**EXTRAIT SOURCE**.
-- -- --

Les personnes adoptées doivent souvent expliquer leur réalité aux personnes de leur entourage. Elles ne trouvent pas les mots justes, ne savent pas par où commencer ou comment exprimer l’amalgame de sentiments paradoxaux et confus qui les habitent. Elles doivent gérer les impacts de leur adoption sur leur bien-être.
Même s’il n’existe pas de preuve que l’adoption est un traumatisme (Brodzinsky, Gunnar et Palacios, 2022), il est possible d’établir des connexions entre les conséquences d’un trauma complexe et les impacts de l’adoption. Ainsi, cet article a pour objectif de définir le trauma complexe et ses neuf (9) conséquences sur le fonctionnement d’une personne.
Comment définir un trauma complexe ?
D’abord, un trauma est associé à un événement de vie adverse qui provoque une réaction physique et psychologique extrême (American Psychological Association, 2012). Il est déclaré complexe lorsqu’il est relationnel, c’est-à-dire qu’il est causé par une relation interpersonnelle qui implique entre autres une trahison entre une personne responsable des soins, de la protection ou de l’encadrement de sa victime (Ford et Courtois, 2013). L’expérience est répétée ou prolongée et survient à des périodes vulnérables du développement de la vie, comme la petite enfance, ou qui ébranlent significativement les acquis développementaux à n’importe quel moment de la vie (Ford et Courtois, 2013).
En comparaison, l’adoption implique forcément une séparation entre la mère biologique et la personne adoptée. Plusieurs circonstances peuvent affecter la séparation dont la raison est parfois méconnue. Similairement au trauma complexe, l’abandon (perçu ou réel) par une figure parentale qui était responsable des soins et de la protection de la personne adoptée affecte son développement.

-- -- --

**DONNÉES**.
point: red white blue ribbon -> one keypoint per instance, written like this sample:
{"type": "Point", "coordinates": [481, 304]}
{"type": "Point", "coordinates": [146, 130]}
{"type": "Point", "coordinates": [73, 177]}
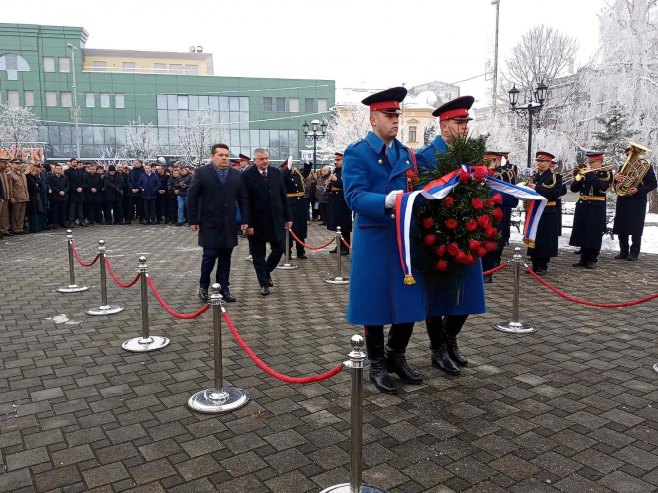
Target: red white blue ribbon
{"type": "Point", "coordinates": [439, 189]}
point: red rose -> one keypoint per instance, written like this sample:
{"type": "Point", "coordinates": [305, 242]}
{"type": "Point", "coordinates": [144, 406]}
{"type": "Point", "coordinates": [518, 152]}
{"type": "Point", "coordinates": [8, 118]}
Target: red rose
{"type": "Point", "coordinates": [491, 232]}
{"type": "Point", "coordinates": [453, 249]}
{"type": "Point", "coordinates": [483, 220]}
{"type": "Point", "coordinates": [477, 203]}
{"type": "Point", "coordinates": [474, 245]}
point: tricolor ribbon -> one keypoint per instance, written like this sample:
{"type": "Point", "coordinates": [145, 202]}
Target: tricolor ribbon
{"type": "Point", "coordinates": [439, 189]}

-- -- --

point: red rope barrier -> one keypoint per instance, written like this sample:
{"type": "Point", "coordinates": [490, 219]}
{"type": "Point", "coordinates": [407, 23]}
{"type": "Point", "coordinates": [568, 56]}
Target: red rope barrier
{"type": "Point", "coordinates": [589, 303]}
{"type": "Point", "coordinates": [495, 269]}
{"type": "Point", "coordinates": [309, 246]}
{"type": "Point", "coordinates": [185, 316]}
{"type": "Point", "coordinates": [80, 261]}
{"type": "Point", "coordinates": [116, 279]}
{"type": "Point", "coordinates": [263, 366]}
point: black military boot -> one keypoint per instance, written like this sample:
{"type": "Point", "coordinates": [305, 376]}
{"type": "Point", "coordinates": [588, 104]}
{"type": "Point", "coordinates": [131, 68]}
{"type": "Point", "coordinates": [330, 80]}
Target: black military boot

-- -- --

**TÂCHES À RÉALISER**.
(1) Dans l'extrait sur l'adoption et le trauma complexe, combien de conséquences du trauma complexe sur le fonctionnement d'une personne l'article entend-il définir ?
(2) Présentez sous forme de liste le paragraphe de l'extrait sur l'adoption qui commence par « D'abord, un trauma est associé », en conservant ses faits principaux.
(3) Écrivez la suite du texte sur l'adoption et le trauma complexe, à partir de sa dernière phrase.
Les enregistrements n'ont aucun rôle à jouer ici.

**RÉSULTATS DES TÂCHES**.
(1) L'article entend en définir neuf.

(2)
- Un trauma est lié à un événement de vie adverse qui provoque une réaction physique et psychologique extrême (American Psychological Association, 2012).
- Il devient complexe lorsqu'il est relationnel, c'est-à-dire causé par une relation interpersonnelle impliquant notamment une trahison de la part d'une personne chargée des soins, de la protection ou de l'encadrement de la victime (Ford et Courtois, 2013).
- L'expérience est répétée ou prolongée.
- Elle survient à des périodes vulnérables du développement, comme la petite enfance, ou ébranle fortement les acquis développementaux à tout moment de la vie (Ford et Courtois, 2013).

(3)
Quelles sont les conséquences du trauma complexe sur une personne ?
Le trauma complexe a une incidence sur les sphères de fonctionnement de l’individu, qui sera plus susceptible de développer 1) des difficultés relationnelles et d’attachement, 2) une identité et une conception de soi altérées, 3) de somatisation et des problèmes de santé, 4) des problèmes cognitifs et d’apprentissage, 5) de la régulation des émotions, 6) de la compréhension du monde, 7) des comportements dysfonctionnels, 8) de la dissociation et 9) des difficultés au niveau de la mentalisation (Milot et al., 2018). Les répercussions peuvent s’enchevêtrer.
En adoption, toutes les sphères du fonctionnement de l’individu énumérées dans le trauma complexe sont également applicables. L’adoption occasionne entre autres des enjeux d’attachement, d’identité et d’adaptation (Daigle, 2020). Par exemple, une personne adoptée vit souvent des enjeux relationnels similaires à ceux vécus par une personne ayant vécu un trauma complexe. Elle adopte fréquemment l’une des deux attitudes diamétralement opposées: 1) elle est méfiante, détachée et garde ses distances avec les autres ou 2) elle vit de grandes difficultés à se retrouver seule, elle recherche systématiquement la présence constante de l’autre.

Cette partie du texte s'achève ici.